▶ Instruction
Leave the pictures out. Return all other data exactly.

### Task material

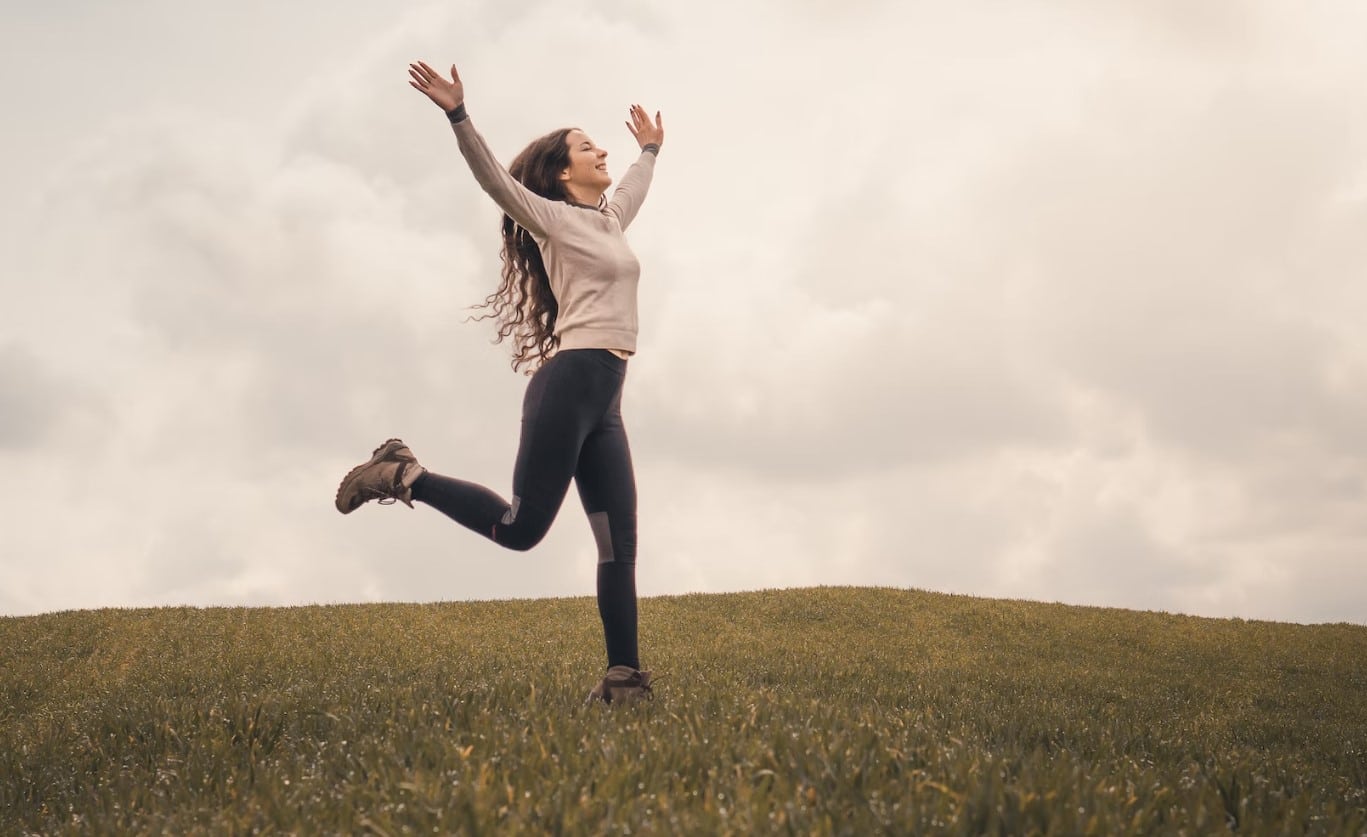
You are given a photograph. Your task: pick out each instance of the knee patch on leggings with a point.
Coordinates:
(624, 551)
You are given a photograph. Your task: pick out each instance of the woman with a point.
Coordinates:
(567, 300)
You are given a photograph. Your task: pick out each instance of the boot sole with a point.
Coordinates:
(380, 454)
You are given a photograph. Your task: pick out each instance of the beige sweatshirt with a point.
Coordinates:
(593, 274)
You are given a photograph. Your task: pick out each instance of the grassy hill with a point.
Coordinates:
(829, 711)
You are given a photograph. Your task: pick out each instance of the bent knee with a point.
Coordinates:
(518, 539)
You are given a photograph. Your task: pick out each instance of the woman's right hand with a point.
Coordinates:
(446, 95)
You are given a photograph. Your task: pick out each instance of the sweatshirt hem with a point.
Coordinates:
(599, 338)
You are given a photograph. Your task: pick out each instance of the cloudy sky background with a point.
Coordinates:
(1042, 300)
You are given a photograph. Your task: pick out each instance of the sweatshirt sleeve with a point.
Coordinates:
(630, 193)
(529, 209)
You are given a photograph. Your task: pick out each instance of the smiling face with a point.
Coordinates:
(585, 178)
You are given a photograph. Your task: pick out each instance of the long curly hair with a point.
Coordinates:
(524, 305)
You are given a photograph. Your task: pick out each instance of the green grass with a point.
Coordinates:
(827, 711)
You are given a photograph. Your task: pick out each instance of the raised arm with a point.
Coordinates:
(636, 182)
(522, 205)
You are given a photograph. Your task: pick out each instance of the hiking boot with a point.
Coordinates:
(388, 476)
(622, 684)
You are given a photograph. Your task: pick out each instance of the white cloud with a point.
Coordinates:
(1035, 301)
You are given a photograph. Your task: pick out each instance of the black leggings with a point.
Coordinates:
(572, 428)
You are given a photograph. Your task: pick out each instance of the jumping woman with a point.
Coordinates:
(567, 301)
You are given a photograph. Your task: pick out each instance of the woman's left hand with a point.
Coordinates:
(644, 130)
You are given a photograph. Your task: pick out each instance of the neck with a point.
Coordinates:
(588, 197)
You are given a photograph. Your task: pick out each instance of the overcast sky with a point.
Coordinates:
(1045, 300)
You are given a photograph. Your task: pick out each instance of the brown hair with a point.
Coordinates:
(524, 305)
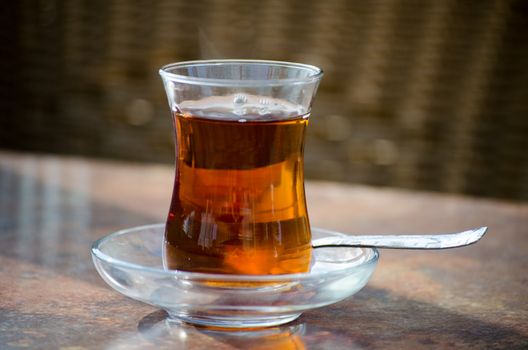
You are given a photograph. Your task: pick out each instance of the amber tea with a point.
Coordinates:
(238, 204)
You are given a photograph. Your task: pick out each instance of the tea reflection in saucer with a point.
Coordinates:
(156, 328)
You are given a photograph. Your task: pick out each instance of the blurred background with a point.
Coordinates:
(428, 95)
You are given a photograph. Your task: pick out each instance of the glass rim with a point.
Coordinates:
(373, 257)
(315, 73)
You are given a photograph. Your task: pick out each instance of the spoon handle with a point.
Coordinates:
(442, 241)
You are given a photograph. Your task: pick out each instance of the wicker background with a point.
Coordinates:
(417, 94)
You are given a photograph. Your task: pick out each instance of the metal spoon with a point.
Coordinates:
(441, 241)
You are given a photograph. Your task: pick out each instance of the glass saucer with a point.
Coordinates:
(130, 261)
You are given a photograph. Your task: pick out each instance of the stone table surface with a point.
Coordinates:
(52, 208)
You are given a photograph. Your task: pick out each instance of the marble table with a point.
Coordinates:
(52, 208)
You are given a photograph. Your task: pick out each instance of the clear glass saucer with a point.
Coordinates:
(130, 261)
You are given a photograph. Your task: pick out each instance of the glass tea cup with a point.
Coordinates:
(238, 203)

######

▶ Finished answer
You are given a photograph. Your task: pick out each instance of the knee patch on leggings with a point.
Coordinates:
(624, 551)
You are given a photograph. Your task: pick out each instance of the woman with a point.
Coordinates:
(567, 300)
You are given a photograph. Your task: pick out each instance of the boot sole with a point.
Coordinates:
(380, 454)
You are given a photograph. Your task: pick out each instance of the beige sweatshirt with a point.
Coordinates:
(593, 274)
You are given a photograph. Your task: pick out each instance of the grassy hill with a point.
Coordinates:
(829, 711)
You are given a photograph. Your task: pick out each instance of the bent knee with a point.
Coordinates:
(518, 539)
You are given a photograph. Your task: pick out each instance of the woman's right hand with a point.
Coordinates:
(446, 95)
You are given a photograph. Your task: pick out each instance of the sweatshirt hem with a point.
Coordinates:
(599, 338)
You are given a photograph. Your task: pick out each instance of the cloudy sky background with a point.
Coordinates:
(1042, 300)
You are given a photograph. Your task: pick out each instance of the sweatshirt sleeve with a point.
Coordinates:
(630, 193)
(529, 209)
You are given a photograph. Your task: pick out each instance of the smiling face with a point.
Coordinates:
(585, 178)
You are given a photograph. Your task: pick out each instance of the long curly hair with a point.
Coordinates:
(524, 305)
You are given a photograph. Your task: pick out each instance of the green grass with a point.
Coordinates:
(827, 711)
You are given a photograph. Your task: pick out each instance of the raised arm with a point.
Coordinates:
(636, 182)
(522, 205)
You are given a photograph. Your task: pick out each instance of the hiking boot with a point.
Coordinates:
(388, 476)
(622, 684)
You are given a photograph. Your task: pick out each instance of the white cloud with a point.
Coordinates:
(1035, 301)
You are given a photograph. Your task: pick out each instance of the black leggings with a point.
Coordinates:
(572, 428)
You are given a photograph. Your task: pick out each instance of the jumping woman with a point.
Coordinates:
(567, 301)
You are given a photograph. Your task: pick out each instance of the woman's left hand with a point.
Coordinates:
(644, 130)
You are given a photograph. Your task: pick out each instance of the neck with a point.
Coordinates:
(588, 197)
You are given a photograph. Your task: pick out each instance of the overcast sky with a point.
Coordinates:
(1045, 300)
You are given a photograph. Your task: pick out each instance of the brown hair with a point.
Coordinates:
(524, 305)
You are given a photograph. Your task: pick out each instance of the amber tea with a point.
Coordinates:
(238, 204)
You are given a photograph. Your task: pick out each instance of the tea reflection in saucer with a point.
Coordinates:
(156, 328)
You are given a photograph. Your task: pick out each instance of the blurred background with a point.
Coordinates:
(428, 95)
You are given a photograph. Your task: pick out each instance of the glass rim with a point.
Coordinates:
(373, 257)
(315, 73)
You are given a photograph. Your task: pick out each instance of the spoon handle with a point.
Coordinates:
(442, 241)
You are given a photograph. Your task: pick out each instance of the wicker background with a point.
Coordinates:
(417, 94)
You are given a photograph. Your task: pick out each instance of the metal spoon with a point.
Coordinates:
(441, 241)
You are given a photograph. Your task: pick out each instance of the glass saucer with a point.
Coordinates:
(130, 261)
You are given a photograph. Your task: pick out each instance of the stone table surface with a point.
Coordinates:
(52, 208)
You are given a photograph. Your task: pick out each instance of the marble table with a point.
Coordinates:
(52, 208)
You are given a photograph. Your task: pick out each instance of the clear glass saucer with a point.
Coordinates:
(130, 261)
You are given a photograph. Your task: pick out each instance of the glass tea cup with a point.
Coordinates:
(238, 203)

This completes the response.